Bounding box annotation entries
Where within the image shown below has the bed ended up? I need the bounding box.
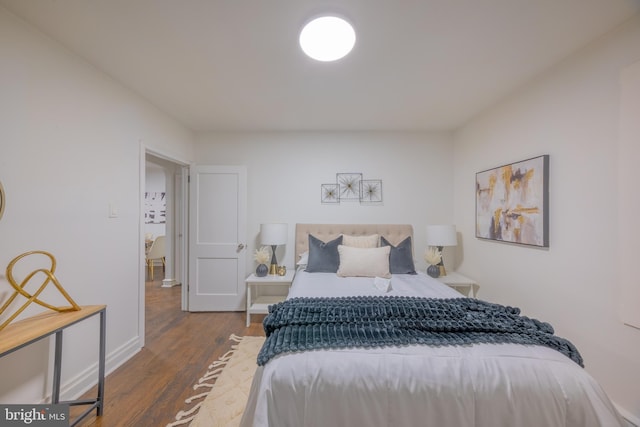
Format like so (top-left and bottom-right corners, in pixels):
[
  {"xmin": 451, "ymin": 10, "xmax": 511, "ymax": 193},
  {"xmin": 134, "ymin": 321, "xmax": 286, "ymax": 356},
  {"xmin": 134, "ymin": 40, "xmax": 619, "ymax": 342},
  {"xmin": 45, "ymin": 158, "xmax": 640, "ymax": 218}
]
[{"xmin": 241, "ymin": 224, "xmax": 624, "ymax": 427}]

--

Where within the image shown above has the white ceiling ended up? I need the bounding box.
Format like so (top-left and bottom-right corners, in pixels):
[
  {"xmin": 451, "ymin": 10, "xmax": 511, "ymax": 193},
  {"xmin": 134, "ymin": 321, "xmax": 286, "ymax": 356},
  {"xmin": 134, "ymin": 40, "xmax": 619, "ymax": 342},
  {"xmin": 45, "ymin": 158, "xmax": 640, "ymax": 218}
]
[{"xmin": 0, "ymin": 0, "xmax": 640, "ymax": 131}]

WHAT YOU ARE ASKED TO DO
Pull out each line of the data above that contains the word "ended".

FULL ANSWER
Where within the image shown below has the bed ended up? I need the bounding box.
Where within the image shown above has the white ceiling ended up? I need the bounding box.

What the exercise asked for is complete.